THE DATA:
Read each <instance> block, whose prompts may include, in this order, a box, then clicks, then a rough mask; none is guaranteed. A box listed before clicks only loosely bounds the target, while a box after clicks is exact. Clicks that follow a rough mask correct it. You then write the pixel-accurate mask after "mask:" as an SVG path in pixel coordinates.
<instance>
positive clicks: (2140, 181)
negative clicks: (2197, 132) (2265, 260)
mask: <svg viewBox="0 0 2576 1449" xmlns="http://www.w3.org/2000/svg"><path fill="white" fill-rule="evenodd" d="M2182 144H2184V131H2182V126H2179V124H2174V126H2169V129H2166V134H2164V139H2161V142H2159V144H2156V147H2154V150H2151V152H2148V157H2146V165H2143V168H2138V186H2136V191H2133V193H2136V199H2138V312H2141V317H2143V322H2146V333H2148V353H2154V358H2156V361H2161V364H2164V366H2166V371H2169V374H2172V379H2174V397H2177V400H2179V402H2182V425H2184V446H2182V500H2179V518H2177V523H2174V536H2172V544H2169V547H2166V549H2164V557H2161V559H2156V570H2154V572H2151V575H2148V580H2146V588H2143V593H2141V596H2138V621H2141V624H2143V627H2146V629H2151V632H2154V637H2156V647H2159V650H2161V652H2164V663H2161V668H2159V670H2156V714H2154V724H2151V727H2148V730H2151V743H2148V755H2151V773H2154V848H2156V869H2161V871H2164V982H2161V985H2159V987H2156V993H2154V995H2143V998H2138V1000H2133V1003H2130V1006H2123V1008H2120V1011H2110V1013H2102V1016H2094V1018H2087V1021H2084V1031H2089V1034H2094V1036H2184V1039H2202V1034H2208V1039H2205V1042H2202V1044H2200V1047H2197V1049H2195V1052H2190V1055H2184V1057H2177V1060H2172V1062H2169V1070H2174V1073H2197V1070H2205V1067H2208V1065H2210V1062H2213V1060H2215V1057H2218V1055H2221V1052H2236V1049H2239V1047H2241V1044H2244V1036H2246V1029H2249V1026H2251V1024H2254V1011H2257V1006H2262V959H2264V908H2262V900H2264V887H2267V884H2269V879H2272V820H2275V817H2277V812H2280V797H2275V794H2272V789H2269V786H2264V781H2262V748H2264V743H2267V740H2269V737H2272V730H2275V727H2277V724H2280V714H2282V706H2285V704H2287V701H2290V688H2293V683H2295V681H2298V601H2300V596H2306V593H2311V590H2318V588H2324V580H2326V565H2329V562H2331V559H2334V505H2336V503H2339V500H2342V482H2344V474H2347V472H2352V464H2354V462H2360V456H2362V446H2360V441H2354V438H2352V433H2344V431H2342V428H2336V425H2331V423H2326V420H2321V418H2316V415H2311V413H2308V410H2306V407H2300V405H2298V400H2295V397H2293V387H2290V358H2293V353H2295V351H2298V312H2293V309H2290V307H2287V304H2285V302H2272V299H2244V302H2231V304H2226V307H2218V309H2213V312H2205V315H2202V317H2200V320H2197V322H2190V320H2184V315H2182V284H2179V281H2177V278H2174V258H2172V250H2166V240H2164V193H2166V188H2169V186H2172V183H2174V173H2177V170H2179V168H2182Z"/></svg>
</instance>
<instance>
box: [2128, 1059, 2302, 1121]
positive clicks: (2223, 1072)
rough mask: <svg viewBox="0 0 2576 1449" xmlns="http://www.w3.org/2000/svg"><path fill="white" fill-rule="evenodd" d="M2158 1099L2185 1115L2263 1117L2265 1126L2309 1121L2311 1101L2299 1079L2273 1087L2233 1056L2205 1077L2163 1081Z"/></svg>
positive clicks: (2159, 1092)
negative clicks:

WHAT TO DO:
Print every entry exactly as written.

FINISHED EXERCISE:
Read each <instance> block, whose prompts may include, in this order, a box, then clicks, then a rough mask; none is guaranteed. A box listed before clicks only loosely bounds the target, while a box after clicks is exact. Clicks that follow a rough mask correct it. You then write the pixel-accurate mask after "mask:" as an SVG path in pixel coordinates.
<instance>
positive clicks: (2140, 181)
negative clicks: (2197, 132) (2265, 260)
mask: <svg viewBox="0 0 2576 1449" xmlns="http://www.w3.org/2000/svg"><path fill="white" fill-rule="evenodd" d="M2182 144H2184V131H2182V126H2179V124H2174V126H2169V129H2166V134H2164V139H2161V142H2159V144H2156V147H2154V150H2151V152H2148V157H2146V165H2143V168H2138V186H2136V191H2133V193H2136V199H2138V312H2141V317H2143V322H2146V333H2148V353H2154V358H2156V361H2161V364H2164V366H2166V371H2169V374H2172V379H2174V397H2177V400H2179V402H2182V425H2184V446H2182V500H2179V518H2177V523H2174V536H2172V544H2169V547H2166V549H2164V557H2161V559H2156V570H2154V572H2151V575H2148V580H2146V588H2143V593H2141V596H2138V621H2141V624H2143V627H2146V629H2151V632H2154V637H2156V647H2159V650H2161V652H2164V663H2161V668H2159V670H2156V714H2154V724H2151V727H2148V730H2151V743H2148V755H2151V773H2154V848H2156V869H2161V871H2164V982H2161V985H2159V987H2156V993H2154V995H2143V998H2138V1000H2133V1003H2130V1006H2123V1008H2120V1011H2110V1013H2102V1016H2094V1018H2087V1021H2084V1031H2089V1034H2094V1036H2184V1039H2202V1034H2208V1039H2205V1042H2202V1044H2200V1047H2197V1049H2195V1052H2190V1055H2184V1057H2177V1060H2172V1062H2169V1070H2174V1073H2197V1070H2205V1067H2208V1065H2210V1062H2213V1060H2215V1057H2218V1055H2221V1052H2236V1049H2239V1047H2241V1044H2244V1036H2246V1029H2249V1026H2251V1024H2254V1011H2257V1006H2262V959H2264V908H2262V900H2264V887H2267V884H2269V879H2272V820H2275V817H2277V812H2280V797H2275V794H2272V789H2269V786H2264V781H2262V748H2264V743H2267V740H2269V737H2272V730H2275V727H2277V724H2280V714H2282V706H2285V704H2287V701H2290V688H2293V683H2295V681H2298V601H2300V596H2306V593H2311V590H2318V588H2324V580H2326V565H2329V562H2331V559H2334V505H2336V503H2339V500H2342V482H2344V474H2347V472H2352V464H2354V462H2360V456H2362V446H2360V441H2354V438H2352V433H2344V431H2342V428H2336V425H2331V423H2326V420H2321V418H2316V415H2311V413H2308V410H2306V407H2300V405H2298V400H2295V397H2293V387H2290V358H2293V353H2295V351H2298V312H2293V309H2290V307H2287V304H2285V302H2272V299H2244V302H2231V304H2226V307H2218V309H2213V312H2205V315H2202V317H2200V320H2197V322H2190V320H2184V315H2182V284H2179V281H2177V278H2174V258H2172V250H2166V240H2164V193H2166V188H2169V186H2172V183H2174V173H2177V170H2179V168H2182Z"/></svg>
</instance>
<instance>
box: [2128, 1059, 2302, 1121]
positive clicks: (2223, 1072)
rough mask: <svg viewBox="0 0 2576 1449" xmlns="http://www.w3.org/2000/svg"><path fill="white" fill-rule="evenodd" d="M2158 1099L2185 1115L2263 1117L2265 1126L2309 1121L2311 1101L2299 1079L2273 1087L2233 1056L2205 1077L2163 1081Z"/></svg>
positive clicks: (2159, 1092)
negative clicks:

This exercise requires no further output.